● **Work to do**
Reproduce, without any change, the part of the records below that begins with the line containing "Draw the outline of every instance of the wispy" and continues through the end of the records.

● **Information supplied**
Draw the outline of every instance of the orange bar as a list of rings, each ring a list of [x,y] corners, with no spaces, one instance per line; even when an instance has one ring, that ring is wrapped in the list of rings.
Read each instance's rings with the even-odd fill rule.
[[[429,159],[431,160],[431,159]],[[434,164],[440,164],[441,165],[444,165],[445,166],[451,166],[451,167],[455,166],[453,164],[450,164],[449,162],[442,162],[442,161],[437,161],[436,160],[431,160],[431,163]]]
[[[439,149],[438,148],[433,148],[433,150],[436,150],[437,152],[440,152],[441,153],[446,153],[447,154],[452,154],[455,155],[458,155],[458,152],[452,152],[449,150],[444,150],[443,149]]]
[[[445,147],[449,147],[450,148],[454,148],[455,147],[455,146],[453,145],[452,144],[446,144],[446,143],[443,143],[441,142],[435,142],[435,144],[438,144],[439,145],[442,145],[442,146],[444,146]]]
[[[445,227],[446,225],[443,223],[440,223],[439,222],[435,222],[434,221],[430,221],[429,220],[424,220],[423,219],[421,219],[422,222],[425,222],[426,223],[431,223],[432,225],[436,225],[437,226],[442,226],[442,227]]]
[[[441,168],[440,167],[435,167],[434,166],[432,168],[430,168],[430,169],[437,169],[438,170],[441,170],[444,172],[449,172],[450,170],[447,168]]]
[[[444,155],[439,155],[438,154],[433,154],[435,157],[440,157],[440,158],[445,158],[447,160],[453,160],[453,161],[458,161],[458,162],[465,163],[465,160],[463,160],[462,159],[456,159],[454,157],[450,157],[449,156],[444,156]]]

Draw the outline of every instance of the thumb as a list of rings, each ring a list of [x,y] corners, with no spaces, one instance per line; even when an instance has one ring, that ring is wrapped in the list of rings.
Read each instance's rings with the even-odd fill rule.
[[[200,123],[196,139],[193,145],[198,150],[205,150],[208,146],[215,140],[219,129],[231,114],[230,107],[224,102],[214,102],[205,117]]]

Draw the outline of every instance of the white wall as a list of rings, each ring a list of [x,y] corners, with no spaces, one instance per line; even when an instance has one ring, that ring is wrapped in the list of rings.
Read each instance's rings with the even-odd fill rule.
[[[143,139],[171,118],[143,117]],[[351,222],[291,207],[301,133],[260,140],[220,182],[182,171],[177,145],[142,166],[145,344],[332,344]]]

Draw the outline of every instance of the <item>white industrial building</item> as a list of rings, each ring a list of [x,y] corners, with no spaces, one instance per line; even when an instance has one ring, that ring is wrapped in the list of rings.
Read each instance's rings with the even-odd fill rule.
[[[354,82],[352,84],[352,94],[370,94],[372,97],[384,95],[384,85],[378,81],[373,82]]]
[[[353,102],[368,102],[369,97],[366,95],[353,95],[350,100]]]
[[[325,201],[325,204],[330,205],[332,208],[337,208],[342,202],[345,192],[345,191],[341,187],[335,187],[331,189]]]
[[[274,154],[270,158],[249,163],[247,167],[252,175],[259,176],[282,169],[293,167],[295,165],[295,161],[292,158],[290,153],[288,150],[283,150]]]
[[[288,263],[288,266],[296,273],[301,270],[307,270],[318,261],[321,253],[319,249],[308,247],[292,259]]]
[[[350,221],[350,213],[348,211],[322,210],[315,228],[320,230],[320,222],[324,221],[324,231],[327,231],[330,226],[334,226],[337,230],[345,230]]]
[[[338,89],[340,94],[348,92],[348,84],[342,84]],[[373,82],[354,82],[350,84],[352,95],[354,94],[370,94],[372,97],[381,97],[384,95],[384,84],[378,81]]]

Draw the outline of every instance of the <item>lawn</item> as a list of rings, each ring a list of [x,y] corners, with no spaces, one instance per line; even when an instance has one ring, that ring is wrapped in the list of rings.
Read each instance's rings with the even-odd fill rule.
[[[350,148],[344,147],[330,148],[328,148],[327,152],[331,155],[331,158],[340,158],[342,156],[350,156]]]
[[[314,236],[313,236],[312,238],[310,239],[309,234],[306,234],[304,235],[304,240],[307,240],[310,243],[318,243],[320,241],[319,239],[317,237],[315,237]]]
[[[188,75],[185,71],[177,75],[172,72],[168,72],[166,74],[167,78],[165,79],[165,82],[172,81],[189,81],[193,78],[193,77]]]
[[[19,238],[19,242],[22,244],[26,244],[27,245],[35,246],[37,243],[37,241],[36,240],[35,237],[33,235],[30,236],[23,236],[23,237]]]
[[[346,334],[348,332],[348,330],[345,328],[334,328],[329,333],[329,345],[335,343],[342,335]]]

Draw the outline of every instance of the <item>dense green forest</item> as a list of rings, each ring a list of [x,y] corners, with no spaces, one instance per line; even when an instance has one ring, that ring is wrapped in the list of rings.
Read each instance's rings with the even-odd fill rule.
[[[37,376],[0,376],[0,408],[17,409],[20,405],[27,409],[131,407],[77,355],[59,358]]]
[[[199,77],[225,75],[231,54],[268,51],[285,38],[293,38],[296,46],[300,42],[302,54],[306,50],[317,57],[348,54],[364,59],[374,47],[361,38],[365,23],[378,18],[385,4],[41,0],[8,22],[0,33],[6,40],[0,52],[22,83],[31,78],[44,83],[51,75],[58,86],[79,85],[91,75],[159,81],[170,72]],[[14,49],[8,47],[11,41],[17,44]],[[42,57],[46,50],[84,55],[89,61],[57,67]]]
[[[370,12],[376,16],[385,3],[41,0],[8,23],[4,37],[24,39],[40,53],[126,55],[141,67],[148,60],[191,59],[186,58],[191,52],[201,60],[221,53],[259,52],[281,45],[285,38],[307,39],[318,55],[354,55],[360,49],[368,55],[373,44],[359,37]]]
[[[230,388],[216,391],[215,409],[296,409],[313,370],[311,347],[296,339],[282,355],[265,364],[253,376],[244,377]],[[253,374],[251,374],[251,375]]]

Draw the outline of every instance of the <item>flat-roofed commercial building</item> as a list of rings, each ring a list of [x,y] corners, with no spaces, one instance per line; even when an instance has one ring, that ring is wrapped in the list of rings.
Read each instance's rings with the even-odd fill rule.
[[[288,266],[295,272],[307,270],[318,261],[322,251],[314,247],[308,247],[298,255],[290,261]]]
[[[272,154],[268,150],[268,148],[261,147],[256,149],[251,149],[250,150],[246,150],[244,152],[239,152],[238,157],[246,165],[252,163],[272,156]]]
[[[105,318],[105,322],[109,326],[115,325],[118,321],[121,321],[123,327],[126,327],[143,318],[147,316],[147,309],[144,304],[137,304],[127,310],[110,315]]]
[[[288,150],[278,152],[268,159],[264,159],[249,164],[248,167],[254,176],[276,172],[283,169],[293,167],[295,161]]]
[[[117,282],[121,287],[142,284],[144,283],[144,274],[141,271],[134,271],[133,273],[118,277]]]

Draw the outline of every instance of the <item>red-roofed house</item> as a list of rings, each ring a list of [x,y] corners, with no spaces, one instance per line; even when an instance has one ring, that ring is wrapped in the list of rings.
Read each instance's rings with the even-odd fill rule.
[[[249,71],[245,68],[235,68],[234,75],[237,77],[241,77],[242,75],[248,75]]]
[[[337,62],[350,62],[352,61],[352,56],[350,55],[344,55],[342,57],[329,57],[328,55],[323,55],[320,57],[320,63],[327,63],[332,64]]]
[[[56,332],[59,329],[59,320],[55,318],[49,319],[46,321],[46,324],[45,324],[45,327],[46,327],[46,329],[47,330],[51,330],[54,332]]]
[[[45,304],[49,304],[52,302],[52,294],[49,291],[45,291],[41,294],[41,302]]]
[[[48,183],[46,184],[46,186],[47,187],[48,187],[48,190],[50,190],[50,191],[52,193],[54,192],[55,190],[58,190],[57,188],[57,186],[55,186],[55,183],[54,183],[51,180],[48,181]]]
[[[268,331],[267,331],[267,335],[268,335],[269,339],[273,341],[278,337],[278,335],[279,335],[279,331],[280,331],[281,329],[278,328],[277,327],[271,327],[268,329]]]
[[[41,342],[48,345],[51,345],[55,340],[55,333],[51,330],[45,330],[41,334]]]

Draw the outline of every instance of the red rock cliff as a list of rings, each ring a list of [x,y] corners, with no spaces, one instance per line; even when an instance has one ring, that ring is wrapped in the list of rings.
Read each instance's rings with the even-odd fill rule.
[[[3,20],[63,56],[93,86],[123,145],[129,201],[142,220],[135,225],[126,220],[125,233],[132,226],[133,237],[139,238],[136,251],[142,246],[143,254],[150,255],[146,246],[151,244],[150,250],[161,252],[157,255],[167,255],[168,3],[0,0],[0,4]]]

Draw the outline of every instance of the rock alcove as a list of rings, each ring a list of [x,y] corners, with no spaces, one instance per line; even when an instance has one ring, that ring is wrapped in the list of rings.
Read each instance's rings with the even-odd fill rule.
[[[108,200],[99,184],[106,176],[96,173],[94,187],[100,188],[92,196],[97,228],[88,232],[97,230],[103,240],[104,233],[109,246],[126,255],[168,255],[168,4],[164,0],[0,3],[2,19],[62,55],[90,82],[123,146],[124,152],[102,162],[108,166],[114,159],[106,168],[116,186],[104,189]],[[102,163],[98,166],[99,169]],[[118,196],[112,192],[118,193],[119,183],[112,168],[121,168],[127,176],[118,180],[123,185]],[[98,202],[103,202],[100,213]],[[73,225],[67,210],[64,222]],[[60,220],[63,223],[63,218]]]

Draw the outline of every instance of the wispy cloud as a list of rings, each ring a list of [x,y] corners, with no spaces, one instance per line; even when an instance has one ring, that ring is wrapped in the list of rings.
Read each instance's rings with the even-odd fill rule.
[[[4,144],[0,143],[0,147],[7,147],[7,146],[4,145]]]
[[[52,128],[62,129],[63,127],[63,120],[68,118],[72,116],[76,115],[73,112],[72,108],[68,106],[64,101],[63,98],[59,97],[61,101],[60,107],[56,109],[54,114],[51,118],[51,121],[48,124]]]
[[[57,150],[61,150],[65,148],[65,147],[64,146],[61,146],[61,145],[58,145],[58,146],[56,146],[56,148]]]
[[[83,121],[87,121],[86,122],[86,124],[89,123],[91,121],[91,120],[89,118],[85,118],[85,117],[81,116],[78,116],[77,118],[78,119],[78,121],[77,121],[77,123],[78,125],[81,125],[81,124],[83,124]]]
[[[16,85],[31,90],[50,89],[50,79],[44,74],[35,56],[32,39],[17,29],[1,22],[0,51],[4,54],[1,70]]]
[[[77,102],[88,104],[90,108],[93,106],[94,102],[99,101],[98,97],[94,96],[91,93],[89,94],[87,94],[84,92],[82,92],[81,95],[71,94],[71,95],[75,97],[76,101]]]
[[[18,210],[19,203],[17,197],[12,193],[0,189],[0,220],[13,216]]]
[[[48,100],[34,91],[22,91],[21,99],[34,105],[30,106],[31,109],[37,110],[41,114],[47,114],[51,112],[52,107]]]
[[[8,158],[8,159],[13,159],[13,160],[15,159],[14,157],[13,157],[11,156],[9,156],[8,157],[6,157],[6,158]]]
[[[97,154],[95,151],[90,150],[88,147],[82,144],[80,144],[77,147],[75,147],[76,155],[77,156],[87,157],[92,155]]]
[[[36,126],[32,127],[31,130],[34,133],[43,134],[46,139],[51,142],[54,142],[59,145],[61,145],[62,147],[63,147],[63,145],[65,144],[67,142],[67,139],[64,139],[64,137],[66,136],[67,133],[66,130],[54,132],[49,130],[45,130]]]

● **Written answer**
Draw the outline of every instance of the wispy cloud as a list of rings, each ring a list of [x,y] corners, with no spaces, one instance per line; even when an instance has one ring, that ring is wrapped in the list of rings.
Read each instance's rings with the even-odd fill rule.
[[[4,144],[0,143],[0,147],[7,147],[7,146],[4,145]]]
[[[52,128],[62,129],[63,127],[63,120],[68,118],[72,116],[76,115],[73,112],[72,108],[68,106],[64,101],[63,98],[59,97],[61,101],[60,107],[56,109],[54,114],[51,118],[51,121],[48,124]]]
[[[57,150],[61,150],[65,148],[65,147],[64,146],[61,146],[61,145],[58,145],[58,146],[56,146],[56,148]]]
[[[83,121],[87,121],[86,122],[86,124],[89,123],[91,121],[91,120],[89,118],[85,118],[85,117],[81,116],[78,116],[77,118],[78,119],[78,121],[77,121],[77,123],[78,125],[81,125],[81,124],[83,124]]]
[[[16,85],[31,90],[50,89],[50,79],[44,74],[35,56],[32,39],[17,29],[1,22],[0,51],[4,54],[1,70]]]
[[[77,102],[88,104],[90,108],[93,106],[94,102],[99,101],[98,97],[94,96],[91,93],[89,94],[87,94],[84,92],[82,92],[81,95],[71,94],[71,95],[75,97],[76,101]]]
[[[18,210],[19,203],[17,197],[12,193],[0,189],[0,220],[13,216]]]
[[[48,100],[34,91],[22,91],[21,99],[34,105],[30,106],[31,109],[37,110],[41,114],[47,114],[51,112],[52,107]]]
[[[8,158],[8,159],[13,159],[13,160],[15,159],[14,157],[13,157],[11,156],[9,156],[8,157],[6,157],[6,158]]]
[[[97,154],[95,151],[90,150],[88,147],[82,144],[80,144],[77,147],[75,147],[76,155],[77,156],[87,157],[92,155]]]
[[[36,126],[32,127],[31,130],[34,133],[43,134],[46,139],[51,142],[54,142],[59,145],[61,145],[62,147],[63,147],[63,145],[65,144],[67,142],[67,139],[64,139],[64,137],[66,136],[67,133],[66,130],[54,132],[49,130],[45,130]]]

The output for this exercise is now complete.